**RINCIAN TUGAS**
Salin ulang tanpa perubahan bagian berita audiensi buruh, mulai dari "Kang Emil menyatakan, semua" sampai dengan "dalam penetapan UMP.".

Ridwan Kamil Beraudiensi dan Serap Aspirasi Buruh

Reporter : Liputan Khusus

BANDUNG, Silatjabar.com,-  Gubernur Jawa Barat (Jabar) Ridwan Kamil menerima audiensi dan menampung aspirasi Serikat Pekerja dan Serikat Buruh tingkat Provinsi Jabar di Gedung Sate, Kota Bandung, Senin (9/11/20). 

Kang Emil sapaan Ridwan Kamil mengatakan, ada tiga poin penting yang disampaikan Serikat Pekerja dan Serikat Buruh. Salah satunya adalah UMK (Upah Minimum Kabupaten/Kota) yang akan ditetapkan pada Sabtu, 21 November 2020. 

“Ada tiga aspirasi. Pertama terkait UMSK (Upah Minimum Sektoral Kabupaten/Kota) terdahulu ada dinamika yang perlu diselesaikan. Kemudian, keberatan terhadap UMP (Upah Minimum Provinsi) yang tidak naik. Saya dengar aspirasi dan harapan agar UMK sesuai aspirasi,” kata Kang Emil. 

Kang Emil menyatakan, semua aspirasi yang disampaikan Serikat Pekerja dan Serikat Buruh akan dibahas bersama Dewan Pengupahan Jabar. Soal UMK, kata dia, merupakan kewenangan kabupaten/kota. 

“Semua yang poin-poin aspirasi ini akan kami bahas nanti. Terkait UMKS akan kita bahas. Monitoring UMK akan kita bahas nanti seadil-adilnya. Saya akan menyampaikan hasil final,” ucapnya. 

“Penetapan UMK adalah kewenangan pengajuan pertama dari bupati/wali kota. Saya monitor berbeda-beda sesuai dengan dinamika ekonomi dan kearifan lokal,” imbuhnya.

Dalam audiensi, Kang Emil memaparkan situasi ekonomi di Jabar. Menurut dia, situasi ekonomi di setiap daerah berbeda-beda. Hal tersebut menjadi salah satu faktor dalam penetapan UMP.

**CATATAN YANG DIBERIKAN**
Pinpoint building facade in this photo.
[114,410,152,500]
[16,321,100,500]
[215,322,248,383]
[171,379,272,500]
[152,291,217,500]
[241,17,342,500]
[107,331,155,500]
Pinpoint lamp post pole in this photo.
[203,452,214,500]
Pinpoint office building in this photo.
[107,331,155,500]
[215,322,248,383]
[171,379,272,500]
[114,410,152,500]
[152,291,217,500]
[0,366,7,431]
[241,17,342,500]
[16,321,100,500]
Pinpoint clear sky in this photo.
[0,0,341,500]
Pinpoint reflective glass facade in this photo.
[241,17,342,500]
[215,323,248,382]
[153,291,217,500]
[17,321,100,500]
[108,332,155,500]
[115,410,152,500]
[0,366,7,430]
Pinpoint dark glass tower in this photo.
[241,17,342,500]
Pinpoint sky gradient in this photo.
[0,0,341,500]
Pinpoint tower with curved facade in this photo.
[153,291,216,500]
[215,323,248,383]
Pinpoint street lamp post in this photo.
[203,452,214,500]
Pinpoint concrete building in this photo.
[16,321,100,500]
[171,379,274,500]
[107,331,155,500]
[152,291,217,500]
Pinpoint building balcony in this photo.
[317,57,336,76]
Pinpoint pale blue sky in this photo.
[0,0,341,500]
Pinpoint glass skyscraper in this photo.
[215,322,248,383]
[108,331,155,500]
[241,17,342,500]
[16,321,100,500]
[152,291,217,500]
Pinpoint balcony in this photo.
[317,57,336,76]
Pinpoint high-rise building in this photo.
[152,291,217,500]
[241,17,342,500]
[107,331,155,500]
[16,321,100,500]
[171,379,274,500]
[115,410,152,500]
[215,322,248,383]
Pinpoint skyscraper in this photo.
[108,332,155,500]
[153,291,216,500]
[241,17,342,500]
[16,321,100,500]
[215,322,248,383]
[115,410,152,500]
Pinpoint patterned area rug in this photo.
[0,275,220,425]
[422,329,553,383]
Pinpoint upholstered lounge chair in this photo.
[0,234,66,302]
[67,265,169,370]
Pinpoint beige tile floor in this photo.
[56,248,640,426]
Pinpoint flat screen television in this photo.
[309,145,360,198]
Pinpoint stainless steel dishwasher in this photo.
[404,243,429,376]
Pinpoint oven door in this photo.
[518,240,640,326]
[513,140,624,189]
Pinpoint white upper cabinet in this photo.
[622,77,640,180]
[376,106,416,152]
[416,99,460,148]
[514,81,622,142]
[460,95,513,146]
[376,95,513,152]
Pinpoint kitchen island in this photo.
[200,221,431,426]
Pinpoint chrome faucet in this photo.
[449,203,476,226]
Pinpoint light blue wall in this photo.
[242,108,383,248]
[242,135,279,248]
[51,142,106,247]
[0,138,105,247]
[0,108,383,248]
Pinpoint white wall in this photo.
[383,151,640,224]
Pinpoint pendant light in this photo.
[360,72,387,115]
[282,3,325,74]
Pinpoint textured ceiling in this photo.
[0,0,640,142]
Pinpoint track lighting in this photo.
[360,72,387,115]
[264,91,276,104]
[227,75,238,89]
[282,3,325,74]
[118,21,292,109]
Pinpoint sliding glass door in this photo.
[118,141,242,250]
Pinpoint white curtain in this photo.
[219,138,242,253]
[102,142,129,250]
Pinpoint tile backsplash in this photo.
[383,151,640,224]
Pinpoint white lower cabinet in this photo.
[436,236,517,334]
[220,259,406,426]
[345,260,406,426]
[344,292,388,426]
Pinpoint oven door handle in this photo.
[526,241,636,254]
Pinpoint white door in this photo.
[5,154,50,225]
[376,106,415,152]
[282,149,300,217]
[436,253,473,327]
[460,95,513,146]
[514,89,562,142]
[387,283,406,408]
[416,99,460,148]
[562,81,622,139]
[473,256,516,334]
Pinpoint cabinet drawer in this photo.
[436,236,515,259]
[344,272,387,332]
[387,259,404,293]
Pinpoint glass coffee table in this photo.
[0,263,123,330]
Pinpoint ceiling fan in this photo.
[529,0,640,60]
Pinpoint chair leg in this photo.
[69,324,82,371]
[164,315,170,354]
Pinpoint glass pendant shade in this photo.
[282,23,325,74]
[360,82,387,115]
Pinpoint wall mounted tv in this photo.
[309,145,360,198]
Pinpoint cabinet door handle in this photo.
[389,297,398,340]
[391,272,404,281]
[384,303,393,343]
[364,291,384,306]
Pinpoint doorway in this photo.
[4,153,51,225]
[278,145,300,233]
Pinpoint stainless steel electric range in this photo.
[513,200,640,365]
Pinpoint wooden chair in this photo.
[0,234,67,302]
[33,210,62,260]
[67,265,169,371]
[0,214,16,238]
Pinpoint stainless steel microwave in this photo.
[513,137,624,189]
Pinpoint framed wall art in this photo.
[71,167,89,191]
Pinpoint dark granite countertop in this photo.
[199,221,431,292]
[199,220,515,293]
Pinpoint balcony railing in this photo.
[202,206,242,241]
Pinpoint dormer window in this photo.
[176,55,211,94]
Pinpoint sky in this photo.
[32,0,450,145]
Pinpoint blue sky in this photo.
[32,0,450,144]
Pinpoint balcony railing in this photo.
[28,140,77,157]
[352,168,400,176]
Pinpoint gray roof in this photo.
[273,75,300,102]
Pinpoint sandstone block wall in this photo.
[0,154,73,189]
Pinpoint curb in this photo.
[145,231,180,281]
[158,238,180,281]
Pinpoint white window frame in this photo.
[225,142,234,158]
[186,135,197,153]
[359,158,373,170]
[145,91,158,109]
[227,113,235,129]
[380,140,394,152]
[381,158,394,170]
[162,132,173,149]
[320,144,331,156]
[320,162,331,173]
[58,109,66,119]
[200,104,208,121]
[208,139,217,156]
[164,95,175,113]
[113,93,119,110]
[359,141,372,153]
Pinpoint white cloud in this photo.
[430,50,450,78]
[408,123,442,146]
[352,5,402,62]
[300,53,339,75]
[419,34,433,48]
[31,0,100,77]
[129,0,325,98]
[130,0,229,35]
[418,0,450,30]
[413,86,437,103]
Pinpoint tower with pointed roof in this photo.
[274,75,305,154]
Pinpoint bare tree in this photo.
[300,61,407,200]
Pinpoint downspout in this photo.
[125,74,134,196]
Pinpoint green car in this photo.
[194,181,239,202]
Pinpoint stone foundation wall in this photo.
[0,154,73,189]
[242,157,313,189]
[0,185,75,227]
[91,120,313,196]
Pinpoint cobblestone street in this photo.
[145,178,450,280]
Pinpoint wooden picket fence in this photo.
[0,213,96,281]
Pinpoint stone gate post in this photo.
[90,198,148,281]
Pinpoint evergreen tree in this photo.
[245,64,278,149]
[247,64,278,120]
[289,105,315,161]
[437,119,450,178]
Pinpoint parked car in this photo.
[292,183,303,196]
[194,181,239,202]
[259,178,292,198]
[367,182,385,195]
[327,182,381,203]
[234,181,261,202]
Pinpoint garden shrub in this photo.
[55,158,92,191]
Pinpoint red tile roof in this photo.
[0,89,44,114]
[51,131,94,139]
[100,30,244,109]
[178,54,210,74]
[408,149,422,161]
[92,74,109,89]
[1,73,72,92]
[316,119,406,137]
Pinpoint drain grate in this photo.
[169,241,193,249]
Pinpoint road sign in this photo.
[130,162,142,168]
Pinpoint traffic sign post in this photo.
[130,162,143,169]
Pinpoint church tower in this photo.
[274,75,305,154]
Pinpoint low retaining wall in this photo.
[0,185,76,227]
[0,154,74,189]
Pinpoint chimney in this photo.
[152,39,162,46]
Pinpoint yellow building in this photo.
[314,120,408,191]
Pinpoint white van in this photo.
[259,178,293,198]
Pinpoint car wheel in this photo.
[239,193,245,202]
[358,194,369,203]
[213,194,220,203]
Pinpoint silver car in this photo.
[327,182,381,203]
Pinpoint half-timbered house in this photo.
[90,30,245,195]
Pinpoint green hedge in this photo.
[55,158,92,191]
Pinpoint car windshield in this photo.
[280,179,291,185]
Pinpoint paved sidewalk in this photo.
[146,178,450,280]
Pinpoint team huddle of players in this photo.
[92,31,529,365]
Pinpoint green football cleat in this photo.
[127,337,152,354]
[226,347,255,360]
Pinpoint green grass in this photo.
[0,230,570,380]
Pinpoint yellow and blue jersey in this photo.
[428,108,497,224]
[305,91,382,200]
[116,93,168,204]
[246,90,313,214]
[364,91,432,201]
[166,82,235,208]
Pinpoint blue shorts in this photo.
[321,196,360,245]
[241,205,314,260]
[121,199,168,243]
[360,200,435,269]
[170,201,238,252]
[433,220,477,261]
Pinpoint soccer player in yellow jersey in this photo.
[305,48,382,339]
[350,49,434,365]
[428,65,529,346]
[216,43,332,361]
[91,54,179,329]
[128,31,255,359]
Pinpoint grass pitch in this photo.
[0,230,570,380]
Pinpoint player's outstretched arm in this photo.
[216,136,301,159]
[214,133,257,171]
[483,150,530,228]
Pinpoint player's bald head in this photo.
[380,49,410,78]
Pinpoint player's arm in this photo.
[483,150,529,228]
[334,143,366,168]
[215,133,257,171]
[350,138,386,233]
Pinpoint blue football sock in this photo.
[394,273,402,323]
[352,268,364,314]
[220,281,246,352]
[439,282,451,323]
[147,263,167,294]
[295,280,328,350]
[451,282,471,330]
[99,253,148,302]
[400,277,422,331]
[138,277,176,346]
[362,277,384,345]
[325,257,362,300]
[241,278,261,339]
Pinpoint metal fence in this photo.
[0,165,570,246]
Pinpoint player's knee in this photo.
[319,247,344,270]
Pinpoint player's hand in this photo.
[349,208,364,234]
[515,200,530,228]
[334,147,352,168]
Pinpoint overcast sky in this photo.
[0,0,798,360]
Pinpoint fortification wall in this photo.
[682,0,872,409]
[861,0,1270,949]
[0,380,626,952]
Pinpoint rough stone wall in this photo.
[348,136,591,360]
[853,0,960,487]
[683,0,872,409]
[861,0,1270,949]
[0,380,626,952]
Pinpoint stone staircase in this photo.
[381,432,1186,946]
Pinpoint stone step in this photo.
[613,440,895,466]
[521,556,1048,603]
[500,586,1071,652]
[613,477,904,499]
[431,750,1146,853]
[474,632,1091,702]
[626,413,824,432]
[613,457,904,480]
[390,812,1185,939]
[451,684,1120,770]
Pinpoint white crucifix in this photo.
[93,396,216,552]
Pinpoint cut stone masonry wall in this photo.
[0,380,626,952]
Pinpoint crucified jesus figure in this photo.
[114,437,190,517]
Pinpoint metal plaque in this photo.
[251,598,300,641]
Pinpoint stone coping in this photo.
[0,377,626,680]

**JAWABAN ANDA**
Kang Emil menyatakan, semua aspirasi yang disampaikan Serikat Pekerja dan Serikat Buruh akan dibahas bersama Dewan Pengupahan Jabar. Soal UMK, kata dia, merupakan kewenangan kabupaten/kota. 

“Semua yang poin-poin aspirasi ini akan kami bahas nanti. Terkait UMKS akan kita bahas. Monitoring UMK akan kita bahas nanti seadil-adilnya. Saya akan menyampaikan hasil final,” ucapnya. 

“Penetapan UMK adalah kewenangan pengajuan pertama dari bupati/wali kota. Saya monitor berbeda-beda sesuai dengan dinamika ekonomi dan kearifan lokal,” imbuhnya.

Dalam audiensi, Kang Emil memaparkan situasi ekonomi di Jabar. Menurut dia, situasi ekonomi di setiap daerah berbeda-beda. Hal tersebut menjadi salah satu faktor dalam penetapan UMP.